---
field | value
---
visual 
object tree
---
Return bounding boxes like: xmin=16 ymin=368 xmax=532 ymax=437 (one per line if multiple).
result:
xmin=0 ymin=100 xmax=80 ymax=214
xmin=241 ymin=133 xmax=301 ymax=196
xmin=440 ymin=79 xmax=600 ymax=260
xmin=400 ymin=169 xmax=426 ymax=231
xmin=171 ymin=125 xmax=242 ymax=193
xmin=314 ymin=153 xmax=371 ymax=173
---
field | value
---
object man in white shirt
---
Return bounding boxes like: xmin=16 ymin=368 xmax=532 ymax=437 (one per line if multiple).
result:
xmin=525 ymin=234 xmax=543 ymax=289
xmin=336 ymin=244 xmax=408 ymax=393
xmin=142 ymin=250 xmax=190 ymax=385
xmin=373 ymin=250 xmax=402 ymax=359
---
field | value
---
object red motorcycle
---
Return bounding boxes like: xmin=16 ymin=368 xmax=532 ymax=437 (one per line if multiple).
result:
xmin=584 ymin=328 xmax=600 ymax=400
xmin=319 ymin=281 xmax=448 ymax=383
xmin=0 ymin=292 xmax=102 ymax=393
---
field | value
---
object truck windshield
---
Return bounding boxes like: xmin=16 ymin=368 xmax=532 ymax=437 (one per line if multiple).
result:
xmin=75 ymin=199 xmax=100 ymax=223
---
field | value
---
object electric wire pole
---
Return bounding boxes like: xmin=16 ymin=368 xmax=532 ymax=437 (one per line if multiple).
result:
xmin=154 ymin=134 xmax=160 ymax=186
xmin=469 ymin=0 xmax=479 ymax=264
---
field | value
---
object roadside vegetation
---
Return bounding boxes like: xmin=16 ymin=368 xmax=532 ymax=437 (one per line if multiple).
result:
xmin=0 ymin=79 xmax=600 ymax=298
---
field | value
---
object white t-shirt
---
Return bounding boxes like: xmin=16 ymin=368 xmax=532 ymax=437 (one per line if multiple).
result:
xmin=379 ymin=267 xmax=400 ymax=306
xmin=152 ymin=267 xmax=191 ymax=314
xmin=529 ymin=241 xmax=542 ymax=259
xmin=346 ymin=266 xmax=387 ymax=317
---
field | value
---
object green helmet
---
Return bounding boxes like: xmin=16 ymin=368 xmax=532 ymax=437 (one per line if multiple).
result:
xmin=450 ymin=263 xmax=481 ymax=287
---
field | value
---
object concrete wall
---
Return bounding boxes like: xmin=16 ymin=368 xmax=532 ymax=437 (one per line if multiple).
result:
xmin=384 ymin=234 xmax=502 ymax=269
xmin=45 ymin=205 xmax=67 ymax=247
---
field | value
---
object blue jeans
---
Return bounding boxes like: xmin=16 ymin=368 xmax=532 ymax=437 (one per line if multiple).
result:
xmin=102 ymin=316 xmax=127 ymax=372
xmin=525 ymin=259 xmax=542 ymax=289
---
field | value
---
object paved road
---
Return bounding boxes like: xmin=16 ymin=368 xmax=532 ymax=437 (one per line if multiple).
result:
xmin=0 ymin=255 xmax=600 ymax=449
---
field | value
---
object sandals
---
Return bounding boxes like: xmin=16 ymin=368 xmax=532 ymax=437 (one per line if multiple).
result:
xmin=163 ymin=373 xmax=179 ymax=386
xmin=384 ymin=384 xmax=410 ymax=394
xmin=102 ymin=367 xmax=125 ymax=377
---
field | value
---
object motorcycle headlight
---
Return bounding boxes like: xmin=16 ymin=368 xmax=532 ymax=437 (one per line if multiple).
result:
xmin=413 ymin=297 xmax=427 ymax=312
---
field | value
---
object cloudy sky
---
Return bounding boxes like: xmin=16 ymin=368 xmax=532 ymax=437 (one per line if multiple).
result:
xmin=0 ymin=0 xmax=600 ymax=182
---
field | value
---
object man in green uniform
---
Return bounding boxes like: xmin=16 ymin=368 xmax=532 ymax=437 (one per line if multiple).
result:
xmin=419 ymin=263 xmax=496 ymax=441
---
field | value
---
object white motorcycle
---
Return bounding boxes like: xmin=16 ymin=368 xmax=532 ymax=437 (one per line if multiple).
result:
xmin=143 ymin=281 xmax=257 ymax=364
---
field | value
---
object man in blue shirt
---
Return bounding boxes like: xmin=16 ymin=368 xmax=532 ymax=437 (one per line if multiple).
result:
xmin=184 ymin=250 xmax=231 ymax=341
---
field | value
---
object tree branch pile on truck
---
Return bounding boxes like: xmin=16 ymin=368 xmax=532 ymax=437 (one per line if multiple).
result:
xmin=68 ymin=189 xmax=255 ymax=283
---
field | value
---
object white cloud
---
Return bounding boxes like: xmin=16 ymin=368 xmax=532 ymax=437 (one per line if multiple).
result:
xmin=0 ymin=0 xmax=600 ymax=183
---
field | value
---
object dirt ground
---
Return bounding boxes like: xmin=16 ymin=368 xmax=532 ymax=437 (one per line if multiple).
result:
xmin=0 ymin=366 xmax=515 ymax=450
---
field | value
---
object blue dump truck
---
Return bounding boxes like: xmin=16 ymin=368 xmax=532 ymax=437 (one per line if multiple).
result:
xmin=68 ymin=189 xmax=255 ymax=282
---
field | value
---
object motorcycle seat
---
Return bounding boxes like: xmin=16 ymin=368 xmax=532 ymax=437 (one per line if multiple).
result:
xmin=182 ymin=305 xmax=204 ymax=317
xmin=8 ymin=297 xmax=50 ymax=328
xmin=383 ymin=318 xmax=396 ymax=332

◇ ◇ ◇ ◇

**TASK STATEMENT**
How many lines in the entries above contain the string "green", with case counting? Reply with only the number.

**EXERCISE RESPONSE**
2